* Text segment:
• • •

= Mihran Razi =

Sasanian military officer (d. 637)

Mihran-i Bahram-i Razi, better known as Mihran Razi, was an Iranian military officer from the Mihran family. He was killed in 637 at the Battle of Jalula.

== Biography ==
Mihran is first mentioned during the Arab invasion of Persia, and is known to have commanded the left wing of the Sasanian army during the Battle of al-Qādisiyyah. Mihran, along with Nakhiragan, Hormuzan and Piruz Khosrow, and the rest of the survivors, regrouped at Bavel (Babylon), where they tried to repel the Arab army, but were once again defeated. While Piruz and Hormuzan fled in different directions, Mihran and Nakhiragan remained in Asoristan.

• • •

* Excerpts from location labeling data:
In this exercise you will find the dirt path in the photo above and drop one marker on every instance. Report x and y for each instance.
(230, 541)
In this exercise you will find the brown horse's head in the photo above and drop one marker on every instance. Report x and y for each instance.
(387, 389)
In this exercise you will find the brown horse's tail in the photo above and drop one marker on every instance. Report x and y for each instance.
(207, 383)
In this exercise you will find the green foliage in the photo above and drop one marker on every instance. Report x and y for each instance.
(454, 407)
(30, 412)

• • •

* Requirements:
a) Please retype the Mihran Razi article, starting at "Sasanian military officer" and ending at "remained in Asoristan.".
b) According to the Mihran Razi article, which part of the Sasanian army did Mihran command at the Battle of al-Qādisiyyah?
c) Proceed with the Mihran Razi article from the point where it stops.

* Results of the tasks:
a)
Sasanian military officer (d. 637)

Mihran-i Bahram-i Razi, better known as Mihran Razi, was an Iranian military officer from the Mihran family. He was killed in 637 at the Battle of Jalula.

== Biography ==
Mihran is first mentioned during the Arab invasion of Persia, and is known to have commanded the left wing of the Sasanian army during the Battle of al-Qādisiyyah. Mihran, along with Nakhiragan, Hormuzan and Piruz Khosrow, and the rest of the survivors, regrouped at Bavel (Babylon), where they tried to repel the Arab army, but were once again defeated. While Piruz and Hormuzan fled in different directions, Mihran and Nakhiragan remained in Asoristan.

b) The left wing.

c)
After a brief stay at Veh-Ardashir, they abandoned and destroyed the bridge on the east bank of the Tigris river. Nakhiragan and Mihran then briefly stayed at Kutha, where they installed a certain dehqan named Shahriyar as the commander of the garrison of the place. The two Sasanian military officers then went to the capital Ctesiphon, which was under attack by the Arabs. However, their stay there was only brief.

After some time, they regrouped again with other Sasanian officers and fought the Arabs at Jalula. The Sasanian forces, however, were once again defeated. Mihran along with the rest of the survivors then fled to Khanaqin, but were at last killed by an Arab force which had pursued them.

== Sources ==
- Pourshariati, Parvaneh (2008). "Decline and Fall of the Sasanian Empire: The Sasanian-Parthian Confederacy and the Arab Conquest of Iran"
- Morony, Michael G. (2005). "Iraq After The Muslim Conquest"
- Zarrinkub, Abd al-Husain (1975). "The Cambridge History of Iran, Volume 4: From the Arab Invasion to the Saljuqs"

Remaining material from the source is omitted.